• TUGAS SINGKAT A: Menurut teks tentang preman di bawah ini, di hadapan apa John Kei bertekuk lutut saat dibekuk?

Sifat pengecut lainnya dari kalangan preman, disamping kebiasaan mereka memakai senjata (tidak jarang disembunyikan dibalik pakaian dan digunakan tatkala kalah atau saat korbannya lengah) dan secara keroyokan melawan korban yang sejatinya “bertangan kosong” disamping hanya berdiri seorang diri, sebagaimana pengalaman pribadi penulis dalam berbagai kejadian menghadapi preman di Indonesia (entah, begitu banyak kalangan preman-preman di republik ini, bergentayangan bagaikan serigala berkeliaran yang bahkan lebih banyak jumlahnya ketimbang cendawan di musim penghujan), ialah mereka tidak membuat “kumandang” bahwa dirinya akan terlibat dalam pertarungan, dimana para kawanan dari preman tersebut yang penulis pada mulanya mengira hanya sebagai penonton belaka, secara mendadak mereka turut menyerang dan menganiaya penulis selaku korban, dari arah samping atau pun belakang dimana penulis tidak menaruh curinga ataupun ketika tiada menaruh kewaspadaan terhadap mereka—alias, “main CURANG”, lagi-lagi KECURANGAN dan sifat-sifat TIDAK KSATRIA, TIDAK JENTELMEN, dan PENGECUT. Bukankah hanya seorang PENGECUT, yang beraninya hanya memakai cara-cara curang tidak jentelmen. Namun selalu seperti itulah yang terjadi, dan selalu berulang dalam setiap kejadian, preman mana pun, polanya selalu sama dan serupa. Anggap saja fakta demikian penulis ungkap, sebagai testimoni penulis yang mengalaminya secara langsung dalam berbagai “kesempatan”.
Sifat pengecut lainnya dari kalangan preman, ialah mereka sangat selektif dalam memilih korban yang dijadikan sasaran dan mangsa—alias “tidak berani-berani amat”. Para preman kita di Indonesia, hanya berani memilih dan menargetkan “buruan” manusia yang bertubuh lebih kecil, dan jumlah yang lebih sedikit. Pernahkah para pembaca mendengar, preman kita menargetkan anggota Tentara Nasional Indonesia (TNI) sebagai target, atau menjadikan satu batalyon markas TNI sebagai target penyerangan para preman? Tepat, karena para preman kita di Indonesia sejatinya PENGECUT dan PENAKUT—mereka hanya tampak berani dan perkasa, sekalipun bertubuh besar dan menakutkan lengkap dengan wajah yang penuh “brewok”, di hadapan korban yang bertubuh lebih kecil dan lebih lemah disamping kalah dalam hal jumlah dan TIDAK BERSENJATAKAN APAPUN. Jika John Kei memang hebat, mengapa bertekuk-lutut di hadapan moncong senapan api milik anggota kepolisian saat mereka dibekuk? Bukankah mereka mengaku-ngaku sebagai “jagoan” yang pemberani (sehingga semestinya “kebal” terhadap peluru timah panas)? Hanya berani kepada korban yang seorang diri dan bertangan-kosong, dimana letaknya dan apanya yang layak disebut sebagai “pemberani”, terlebih memandang dirinya sebagai seorang “jagoan”?

• TUGAS SINGKAT B: Pilih setiap baris dalam catatan yang memuat kata "piece", lalu salin baris tersebut. Huruf besar dan kecil harus dibedakan.

• KUMPULAN CATATAN:
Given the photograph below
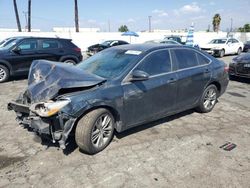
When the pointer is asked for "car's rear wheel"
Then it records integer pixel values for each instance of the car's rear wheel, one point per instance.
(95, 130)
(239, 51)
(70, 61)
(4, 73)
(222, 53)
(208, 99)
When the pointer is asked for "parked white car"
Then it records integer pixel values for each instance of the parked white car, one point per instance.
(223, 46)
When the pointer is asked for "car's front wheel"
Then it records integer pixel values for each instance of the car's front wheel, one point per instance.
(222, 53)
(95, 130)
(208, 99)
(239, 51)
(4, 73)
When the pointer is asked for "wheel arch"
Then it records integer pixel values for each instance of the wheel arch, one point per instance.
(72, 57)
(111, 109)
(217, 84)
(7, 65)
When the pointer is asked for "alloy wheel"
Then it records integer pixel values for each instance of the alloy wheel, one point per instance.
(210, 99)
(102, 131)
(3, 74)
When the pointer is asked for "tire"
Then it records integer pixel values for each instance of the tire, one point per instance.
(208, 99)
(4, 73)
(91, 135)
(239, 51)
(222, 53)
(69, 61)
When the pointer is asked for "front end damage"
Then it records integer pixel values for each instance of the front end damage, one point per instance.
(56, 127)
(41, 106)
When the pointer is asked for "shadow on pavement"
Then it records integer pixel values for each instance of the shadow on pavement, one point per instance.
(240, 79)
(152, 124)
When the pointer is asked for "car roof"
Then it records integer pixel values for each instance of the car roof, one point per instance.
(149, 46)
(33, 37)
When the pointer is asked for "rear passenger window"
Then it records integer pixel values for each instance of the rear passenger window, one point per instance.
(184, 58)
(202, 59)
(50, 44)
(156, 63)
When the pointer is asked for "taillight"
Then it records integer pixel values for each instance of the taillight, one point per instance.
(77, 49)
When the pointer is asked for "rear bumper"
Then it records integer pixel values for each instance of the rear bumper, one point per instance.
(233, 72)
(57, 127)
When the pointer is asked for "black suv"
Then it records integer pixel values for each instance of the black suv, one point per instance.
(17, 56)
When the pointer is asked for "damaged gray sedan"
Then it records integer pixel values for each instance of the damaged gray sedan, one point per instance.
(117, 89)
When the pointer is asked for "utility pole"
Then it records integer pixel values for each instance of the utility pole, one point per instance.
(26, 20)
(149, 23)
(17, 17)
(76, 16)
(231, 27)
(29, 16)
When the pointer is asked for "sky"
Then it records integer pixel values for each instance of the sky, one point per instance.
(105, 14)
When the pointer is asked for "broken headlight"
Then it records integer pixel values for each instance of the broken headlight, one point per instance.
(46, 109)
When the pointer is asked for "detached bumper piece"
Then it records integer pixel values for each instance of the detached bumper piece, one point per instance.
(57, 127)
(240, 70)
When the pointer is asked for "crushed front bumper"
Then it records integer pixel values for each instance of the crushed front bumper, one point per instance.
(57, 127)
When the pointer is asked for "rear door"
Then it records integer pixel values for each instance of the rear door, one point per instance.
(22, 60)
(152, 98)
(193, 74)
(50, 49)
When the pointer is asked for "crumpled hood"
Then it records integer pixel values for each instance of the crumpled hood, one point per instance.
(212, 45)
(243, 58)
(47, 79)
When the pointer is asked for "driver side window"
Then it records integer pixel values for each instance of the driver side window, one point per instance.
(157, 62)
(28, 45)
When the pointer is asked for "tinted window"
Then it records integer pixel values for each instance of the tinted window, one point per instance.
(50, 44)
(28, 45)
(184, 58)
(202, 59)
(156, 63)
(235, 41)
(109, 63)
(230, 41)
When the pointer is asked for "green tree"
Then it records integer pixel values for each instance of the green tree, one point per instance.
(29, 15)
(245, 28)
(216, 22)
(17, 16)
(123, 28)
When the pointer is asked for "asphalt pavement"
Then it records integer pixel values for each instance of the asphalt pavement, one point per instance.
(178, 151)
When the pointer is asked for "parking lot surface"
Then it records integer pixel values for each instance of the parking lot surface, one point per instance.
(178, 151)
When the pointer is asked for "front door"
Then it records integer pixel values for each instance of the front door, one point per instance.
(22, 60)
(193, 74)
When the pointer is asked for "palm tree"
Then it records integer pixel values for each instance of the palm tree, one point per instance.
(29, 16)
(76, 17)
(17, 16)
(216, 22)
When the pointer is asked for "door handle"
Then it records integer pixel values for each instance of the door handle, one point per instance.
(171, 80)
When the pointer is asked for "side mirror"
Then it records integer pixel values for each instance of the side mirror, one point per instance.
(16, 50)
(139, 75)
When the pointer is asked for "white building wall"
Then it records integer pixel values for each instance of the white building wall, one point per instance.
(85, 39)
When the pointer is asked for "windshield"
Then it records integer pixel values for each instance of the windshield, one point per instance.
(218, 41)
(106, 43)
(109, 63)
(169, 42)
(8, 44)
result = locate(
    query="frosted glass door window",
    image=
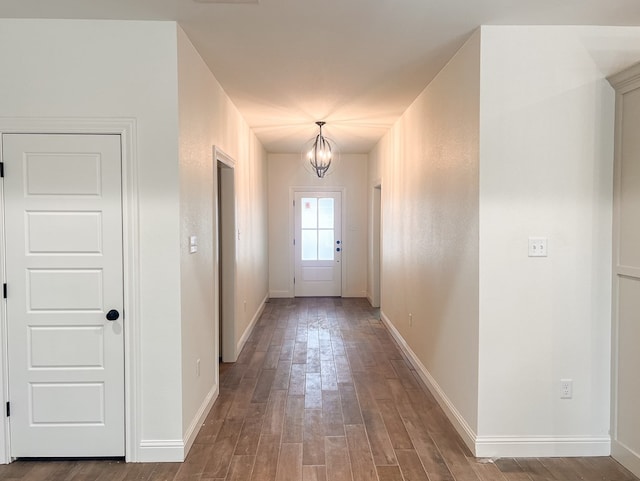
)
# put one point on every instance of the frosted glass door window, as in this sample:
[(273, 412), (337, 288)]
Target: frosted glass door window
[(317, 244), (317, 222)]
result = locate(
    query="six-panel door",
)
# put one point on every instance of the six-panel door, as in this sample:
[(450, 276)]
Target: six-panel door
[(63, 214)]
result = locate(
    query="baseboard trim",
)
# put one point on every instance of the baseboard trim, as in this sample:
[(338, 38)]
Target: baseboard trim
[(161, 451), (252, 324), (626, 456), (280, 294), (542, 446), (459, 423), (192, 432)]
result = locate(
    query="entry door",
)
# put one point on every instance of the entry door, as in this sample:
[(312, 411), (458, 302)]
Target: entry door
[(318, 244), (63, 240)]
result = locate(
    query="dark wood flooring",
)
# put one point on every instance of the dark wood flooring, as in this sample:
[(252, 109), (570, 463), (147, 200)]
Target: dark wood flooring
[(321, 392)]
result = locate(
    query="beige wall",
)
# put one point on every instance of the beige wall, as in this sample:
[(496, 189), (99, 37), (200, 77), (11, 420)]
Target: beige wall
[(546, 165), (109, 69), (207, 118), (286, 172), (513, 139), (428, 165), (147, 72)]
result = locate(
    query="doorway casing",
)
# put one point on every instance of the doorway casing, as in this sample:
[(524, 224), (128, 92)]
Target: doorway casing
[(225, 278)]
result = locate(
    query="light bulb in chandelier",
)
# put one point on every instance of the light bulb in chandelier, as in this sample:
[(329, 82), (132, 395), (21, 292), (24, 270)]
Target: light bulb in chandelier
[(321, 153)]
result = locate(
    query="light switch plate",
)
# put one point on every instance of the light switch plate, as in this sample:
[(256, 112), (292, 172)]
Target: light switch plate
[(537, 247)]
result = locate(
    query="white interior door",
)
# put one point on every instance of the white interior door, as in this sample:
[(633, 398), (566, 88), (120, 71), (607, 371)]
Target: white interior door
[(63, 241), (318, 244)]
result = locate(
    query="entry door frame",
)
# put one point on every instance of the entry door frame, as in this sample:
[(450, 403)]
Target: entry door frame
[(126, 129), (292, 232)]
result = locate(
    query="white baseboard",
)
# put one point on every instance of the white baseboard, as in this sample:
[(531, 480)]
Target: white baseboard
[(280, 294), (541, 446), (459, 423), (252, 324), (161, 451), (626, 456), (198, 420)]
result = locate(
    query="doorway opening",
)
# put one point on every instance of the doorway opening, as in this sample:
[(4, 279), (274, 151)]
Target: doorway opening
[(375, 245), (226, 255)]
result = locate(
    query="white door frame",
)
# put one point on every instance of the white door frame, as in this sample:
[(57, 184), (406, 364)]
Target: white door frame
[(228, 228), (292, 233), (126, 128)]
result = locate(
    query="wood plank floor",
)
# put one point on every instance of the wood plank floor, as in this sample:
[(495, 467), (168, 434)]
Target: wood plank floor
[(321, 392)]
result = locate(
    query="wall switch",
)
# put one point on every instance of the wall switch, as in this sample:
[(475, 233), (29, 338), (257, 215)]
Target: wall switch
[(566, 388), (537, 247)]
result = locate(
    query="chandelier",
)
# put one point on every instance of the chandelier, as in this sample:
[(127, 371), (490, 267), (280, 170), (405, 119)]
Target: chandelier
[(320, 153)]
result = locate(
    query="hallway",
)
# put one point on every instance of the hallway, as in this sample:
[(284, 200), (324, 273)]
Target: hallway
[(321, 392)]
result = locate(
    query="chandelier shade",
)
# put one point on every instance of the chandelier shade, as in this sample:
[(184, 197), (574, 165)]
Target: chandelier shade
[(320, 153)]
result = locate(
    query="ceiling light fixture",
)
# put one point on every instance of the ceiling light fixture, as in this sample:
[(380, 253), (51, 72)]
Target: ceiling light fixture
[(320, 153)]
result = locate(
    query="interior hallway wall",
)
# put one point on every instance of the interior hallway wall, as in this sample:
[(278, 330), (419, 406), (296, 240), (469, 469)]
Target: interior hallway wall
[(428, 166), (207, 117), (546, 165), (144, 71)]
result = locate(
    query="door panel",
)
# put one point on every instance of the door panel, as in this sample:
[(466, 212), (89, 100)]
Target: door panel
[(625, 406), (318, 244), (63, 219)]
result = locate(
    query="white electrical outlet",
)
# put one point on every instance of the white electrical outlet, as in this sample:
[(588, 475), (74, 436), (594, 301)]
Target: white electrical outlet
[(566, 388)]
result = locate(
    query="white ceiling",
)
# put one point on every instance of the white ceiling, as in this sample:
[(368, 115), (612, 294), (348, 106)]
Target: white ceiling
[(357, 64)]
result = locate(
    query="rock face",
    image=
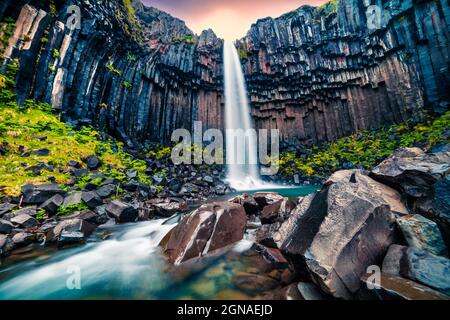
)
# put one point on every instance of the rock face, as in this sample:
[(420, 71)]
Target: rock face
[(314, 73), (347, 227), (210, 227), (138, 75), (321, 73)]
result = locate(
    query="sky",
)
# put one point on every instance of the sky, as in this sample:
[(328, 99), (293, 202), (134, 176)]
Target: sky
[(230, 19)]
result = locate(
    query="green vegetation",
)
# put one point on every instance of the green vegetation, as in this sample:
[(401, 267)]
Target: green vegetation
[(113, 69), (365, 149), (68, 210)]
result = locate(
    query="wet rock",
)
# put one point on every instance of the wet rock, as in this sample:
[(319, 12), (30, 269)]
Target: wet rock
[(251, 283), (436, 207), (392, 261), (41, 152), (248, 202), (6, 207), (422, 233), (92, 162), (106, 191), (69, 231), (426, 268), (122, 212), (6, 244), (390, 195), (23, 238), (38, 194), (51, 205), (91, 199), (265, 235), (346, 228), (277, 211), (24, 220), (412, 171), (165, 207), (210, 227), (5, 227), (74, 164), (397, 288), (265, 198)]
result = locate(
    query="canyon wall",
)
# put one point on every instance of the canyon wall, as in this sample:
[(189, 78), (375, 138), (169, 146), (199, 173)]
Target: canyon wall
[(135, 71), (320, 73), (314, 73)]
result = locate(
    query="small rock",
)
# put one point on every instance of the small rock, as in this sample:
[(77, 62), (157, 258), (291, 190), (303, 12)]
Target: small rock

• JAWABAN BENAR A: Di hadapan moncong senapan api milik anggota kepolisian.

• JAWABAN BENAR B:
When the pointer is asked for "detached bumper piece"
Then it records integer pixel values for each instance of the detached bumper piece, one point per instance.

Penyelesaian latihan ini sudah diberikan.